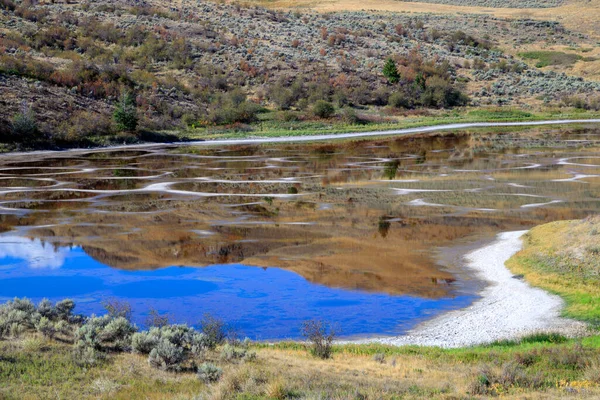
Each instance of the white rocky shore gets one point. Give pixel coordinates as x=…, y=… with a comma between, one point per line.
x=509, y=308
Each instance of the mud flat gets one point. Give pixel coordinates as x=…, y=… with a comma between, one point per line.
x=509, y=308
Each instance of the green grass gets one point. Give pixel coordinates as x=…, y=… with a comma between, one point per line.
x=561, y=257
x=269, y=127
x=547, y=58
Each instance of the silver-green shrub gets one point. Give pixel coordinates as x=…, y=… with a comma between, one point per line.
x=167, y=356
x=209, y=373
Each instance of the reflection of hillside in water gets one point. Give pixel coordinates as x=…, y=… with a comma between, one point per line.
x=361, y=215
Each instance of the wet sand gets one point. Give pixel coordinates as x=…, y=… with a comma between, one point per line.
x=509, y=308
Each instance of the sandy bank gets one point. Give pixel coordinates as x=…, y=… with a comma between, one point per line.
x=509, y=307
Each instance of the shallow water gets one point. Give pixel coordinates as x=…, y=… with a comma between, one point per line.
x=271, y=235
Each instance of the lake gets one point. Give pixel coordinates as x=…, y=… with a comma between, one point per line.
x=366, y=234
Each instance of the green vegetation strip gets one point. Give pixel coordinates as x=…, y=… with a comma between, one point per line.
x=564, y=258
x=547, y=58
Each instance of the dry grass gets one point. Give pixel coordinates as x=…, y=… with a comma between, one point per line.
x=564, y=258
x=47, y=370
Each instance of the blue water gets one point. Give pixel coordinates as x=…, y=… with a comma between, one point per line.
x=262, y=303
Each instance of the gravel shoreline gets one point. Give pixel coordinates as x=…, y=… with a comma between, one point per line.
x=509, y=308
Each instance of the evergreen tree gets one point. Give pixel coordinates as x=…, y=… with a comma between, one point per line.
x=126, y=113
x=390, y=71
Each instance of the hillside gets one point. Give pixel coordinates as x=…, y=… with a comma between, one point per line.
x=207, y=65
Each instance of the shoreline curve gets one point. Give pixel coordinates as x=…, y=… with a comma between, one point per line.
x=509, y=308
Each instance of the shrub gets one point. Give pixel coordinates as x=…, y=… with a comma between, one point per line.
x=232, y=353
x=64, y=309
x=321, y=336
x=46, y=327
x=24, y=124
x=17, y=316
x=87, y=356
x=117, y=308
x=400, y=100
x=105, y=332
x=390, y=71
x=154, y=319
x=166, y=356
x=209, y=373
x=214, y=329
x=83, y=125
x=118, y=332
x=323, y=109
x=125, y=114
x=143, y=342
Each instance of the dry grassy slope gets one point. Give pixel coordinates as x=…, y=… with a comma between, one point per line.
x=581, y=16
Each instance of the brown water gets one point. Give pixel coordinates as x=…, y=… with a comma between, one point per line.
x=363, y=215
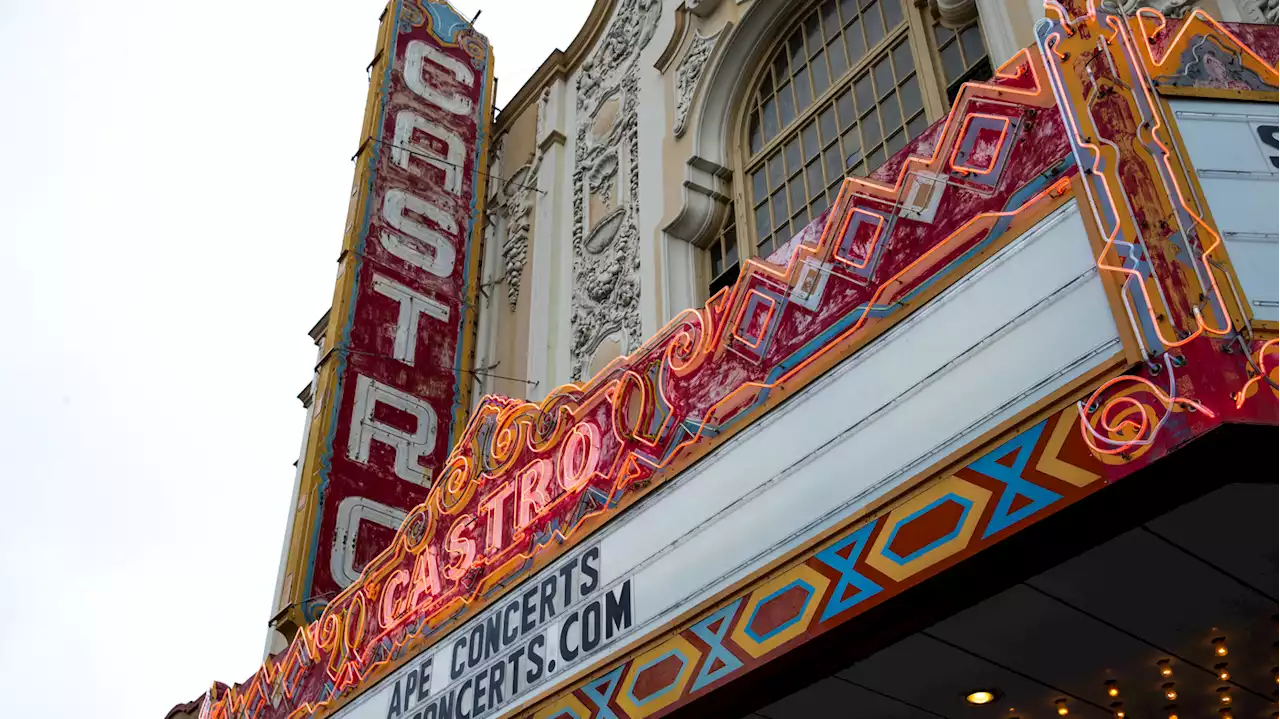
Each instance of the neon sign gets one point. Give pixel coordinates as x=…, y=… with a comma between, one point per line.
x=526, y=481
○ ○ ○
Copy out the rows above, word for word, from the line containing "Each instance of the dry grassy" through the line containing "x=581, y=16".

Each instance of the dry grassy slope gets one point. Give pixel coordinates as x=…, y=… with a comma between, one point per line.
x=581, y=16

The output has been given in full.